BRANO FORNITO>
C'è tanto del colloquio di ieri in questo botta e risposta. Una dozzina di persone, un tavolo a forma di U con i turchi nel mezzo. Sul tavolo il memorandum fornito da Mosca per arrivare a un cessate il fuoco, «dettagliato» secondo la delegazione guidata dal collaboratore di Putin, Vladimir Medinksy per «raggiungere una pace vera e duratura». Anche se le richieste russe sembrano essere sempre le stesse, irricevibili per Kiev e per l'Occidente, il ministero degli Esteri ucraino ha fatto sapere che verrà studiato a fondo, anche se la Russia continua a pretendere il ritiro ucraino da Donetsk, Lugansk, Zaporizhia e Kherson di cui rivendica il possesso. Gli ucraini continuano a spingere per un cessate il fuoco incondizionato di 30 giorni con Kiev che definisce la tregua «la base per iniziare un negoziato». Ma la risposta di Mosca è stata un cessate il fuoco, sì, ma solo di due o tre giorni e solamente lungo certi settori del fronte. Ennesima dimostrazione di quanto la distanza tra le parti sembri incolmabile.

Ma a rompere i fragili equilibri, potrebbe essere Donald Trump. La portavoce della Casa Bianca ha detto che «il presidente è aperto alla possibilità» di andare a Istanbul in prima persona «ma vuole che entrambi i leader e entrambe le parti siedano insieme al tavolo delle trattative». Una pressione che può fare la differenza, dopo che Erfdgoan, sempre a caccia di una legittimazione internazionale come mediatore, aveva lanciato il sasso: «Il mio desiderio più grande è fare incontrare Putin e Zelensky a Istanbul o Ankara. Mi piacerebbe che venisse anche Trump». Chissà.

L'unico risultato, finora è un nuovo accordo riguardo la liberazione dei prigionieri. «Abbiamo concordato uno scambio tutti per tutti di soldati gravemente malati e giovani sotto i 25 anni. Abbiamo anche concordato sulla restituzione delle salme dei caduti: 6mila per 6mila», ha confermato Umerov con Medinsky che parla del «più grande scambio di prigionieri finora avvenuto». Una goccia nel mare di un conflitto infinito. «L'aggressore non deve ricevere alcuna ricompensa per la guerra», ha detto il presidente ucraino Zelensky da Vilnius. «Qualsiasi ricompensa dimostrerebbe a Putin soltanto che la guerra conviene, allora l'appetito della Russia non farà che crescere», ha sottolineato.

Il prossimo round negoziale dovrebbe essere a fine mese. Altri trenta giorni di attesa, di ansia e di speranza, per vedere se le condizioni cambieranno e si apriranno spiragli per fermare la guerra. Con la variabile Donald pronta a cambiare tutto.

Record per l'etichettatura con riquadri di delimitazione
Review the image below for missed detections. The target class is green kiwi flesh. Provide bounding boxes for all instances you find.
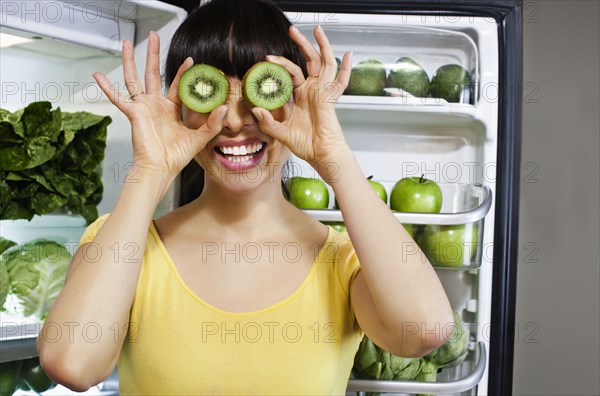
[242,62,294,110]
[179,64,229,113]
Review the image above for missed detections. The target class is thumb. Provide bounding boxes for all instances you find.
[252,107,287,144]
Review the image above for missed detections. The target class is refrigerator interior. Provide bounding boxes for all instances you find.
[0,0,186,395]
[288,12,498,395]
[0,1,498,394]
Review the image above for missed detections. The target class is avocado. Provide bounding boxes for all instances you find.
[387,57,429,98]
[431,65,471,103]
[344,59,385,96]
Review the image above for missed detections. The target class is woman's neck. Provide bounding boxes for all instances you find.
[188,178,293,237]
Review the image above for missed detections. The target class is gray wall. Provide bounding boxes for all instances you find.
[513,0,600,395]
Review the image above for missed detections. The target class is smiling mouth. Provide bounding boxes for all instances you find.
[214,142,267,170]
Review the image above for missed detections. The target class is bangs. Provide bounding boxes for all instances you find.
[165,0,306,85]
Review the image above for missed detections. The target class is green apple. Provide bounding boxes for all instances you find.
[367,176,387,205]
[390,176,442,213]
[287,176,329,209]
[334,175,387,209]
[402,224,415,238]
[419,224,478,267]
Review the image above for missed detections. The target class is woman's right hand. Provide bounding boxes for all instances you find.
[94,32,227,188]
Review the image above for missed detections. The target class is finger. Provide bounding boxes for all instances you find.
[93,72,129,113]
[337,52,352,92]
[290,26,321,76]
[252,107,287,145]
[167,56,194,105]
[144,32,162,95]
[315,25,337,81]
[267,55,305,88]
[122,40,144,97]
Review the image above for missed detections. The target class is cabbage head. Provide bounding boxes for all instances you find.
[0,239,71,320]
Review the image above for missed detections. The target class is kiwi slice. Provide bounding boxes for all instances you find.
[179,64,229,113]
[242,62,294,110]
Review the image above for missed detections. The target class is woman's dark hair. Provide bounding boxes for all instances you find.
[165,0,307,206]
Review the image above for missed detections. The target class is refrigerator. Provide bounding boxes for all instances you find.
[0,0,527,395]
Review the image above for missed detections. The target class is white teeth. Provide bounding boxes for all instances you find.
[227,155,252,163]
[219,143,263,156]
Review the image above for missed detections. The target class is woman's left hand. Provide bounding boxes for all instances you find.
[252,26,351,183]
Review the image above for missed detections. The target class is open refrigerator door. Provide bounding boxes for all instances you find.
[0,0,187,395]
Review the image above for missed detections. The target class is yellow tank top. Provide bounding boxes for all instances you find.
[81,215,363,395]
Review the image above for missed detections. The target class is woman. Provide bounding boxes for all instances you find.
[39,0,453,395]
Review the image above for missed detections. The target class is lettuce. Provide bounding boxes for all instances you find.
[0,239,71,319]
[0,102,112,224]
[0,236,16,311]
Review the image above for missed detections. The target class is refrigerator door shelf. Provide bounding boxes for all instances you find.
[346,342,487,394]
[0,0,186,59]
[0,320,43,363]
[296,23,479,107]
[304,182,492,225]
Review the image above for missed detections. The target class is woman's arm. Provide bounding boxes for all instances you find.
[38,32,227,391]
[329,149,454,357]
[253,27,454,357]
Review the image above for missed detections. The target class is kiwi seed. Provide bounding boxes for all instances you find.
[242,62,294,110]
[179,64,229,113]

PROBLEMA POSTO> Ricopia dal brano fornito il tratto che comincia con "Il prossimo round" e arriva fino a "a cambiare tutto.", incluso.

RISULTATO RICHIESTO>
Il prossimo round negoziale dovrebbe essere a fine mese. Altri trenta giorni di attesa, di ansia e di speranza, per vedere se le condizioni cambieranno e si apriranno spiragli per fermare la guerra. Con la variabile Donald pronta a cambiare tutto.